Saved data entries
════════════════

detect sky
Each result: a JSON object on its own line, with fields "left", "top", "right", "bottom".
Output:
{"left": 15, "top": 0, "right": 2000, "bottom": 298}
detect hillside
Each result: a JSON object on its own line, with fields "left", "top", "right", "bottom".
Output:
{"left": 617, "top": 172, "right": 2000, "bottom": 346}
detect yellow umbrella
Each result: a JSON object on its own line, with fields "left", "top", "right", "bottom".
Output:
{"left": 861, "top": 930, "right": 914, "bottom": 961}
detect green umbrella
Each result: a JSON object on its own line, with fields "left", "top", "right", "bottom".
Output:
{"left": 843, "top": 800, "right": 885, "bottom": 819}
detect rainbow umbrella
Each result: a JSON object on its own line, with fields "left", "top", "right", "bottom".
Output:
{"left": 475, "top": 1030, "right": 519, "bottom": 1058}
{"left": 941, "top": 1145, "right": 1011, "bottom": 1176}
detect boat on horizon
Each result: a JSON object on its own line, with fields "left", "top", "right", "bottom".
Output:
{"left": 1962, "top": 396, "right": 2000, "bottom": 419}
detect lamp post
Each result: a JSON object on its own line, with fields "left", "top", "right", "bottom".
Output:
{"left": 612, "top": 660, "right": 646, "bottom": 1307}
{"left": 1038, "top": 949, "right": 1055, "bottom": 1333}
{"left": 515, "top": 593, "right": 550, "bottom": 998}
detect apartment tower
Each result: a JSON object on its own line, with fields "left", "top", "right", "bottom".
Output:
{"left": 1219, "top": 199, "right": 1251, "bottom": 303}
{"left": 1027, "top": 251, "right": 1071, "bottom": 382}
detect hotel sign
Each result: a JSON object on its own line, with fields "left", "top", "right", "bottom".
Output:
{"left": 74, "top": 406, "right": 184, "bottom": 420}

════════════════

> About this exercise
Each record must be duplicated exactly, with none missing.

> Answer area
detect sky
Each result: a JSON object on its own line, with fields "left", "top", "right", "bottom".
Output:
{"left": 15, "top": 0, "right": 2000, "bottom": 298}
detect hillside
Each result: a JSON object on its own line, with fields "left", "top", "right", "bottom".
Output:
{"left": 617, "top": 172, "right": 2000, "bottom": 346}
detect yellow umbrella
Each result: a JSON object on its own line, with fields "left", "top", "right", "bottom".
Output:
{"left": 861, "top": 930, "right": 914, "bottom": 961}
detect green umbrella
Each result: a JSON object on its own line, with fields "left", "top", "right", "bottom".
Output:
{"left": 843, "top": 800, "right": 885, "bottom": 819}
detect rainbow umbrella
Each result: a JSON object on its own line, with fields "left", "top", "right", "bottom".
Output:
{"left": 475, "top": 1030, "right": 519, "bottom": 1058}
{"left": 941, "top": 1145, "right": 1011, "bottom": 1176}
detect boat on horizon
Each result: a JSON object on its own line, with fields "left", "top", "right", "bottom".
Output:
{"left": 1962, "top": 396, "right": 2000, "bottom": 419}
detect lamp post
Each result: a JSON object on its own line, with fields "left", "top", "right", "bottom".
Output:
{"left": 612, "top": 660, "right": 646, "bottom": 1307}
{"left": 1038, "top": 949, "right": 1055, "bottom": 1333}
{"left": 515, "top": 593, "right": 550, "bottom": 998}
detect apartment tower
Each result: a JSON object on its own line, with fields "left", "top", "right", "bottom".
Output:
{"left": 1219, "top": 199, "right": 1251, "bottom": 303}
{"left": 1027, "top": 251, "right": 1071, "bottom": 382}
detect hotel sign
Each result: a JSON object on its own line, with fields "left", "top", "right", "bottom".
Output:
{"left": 74, "top": 406, "right": 184, "bottom": 420}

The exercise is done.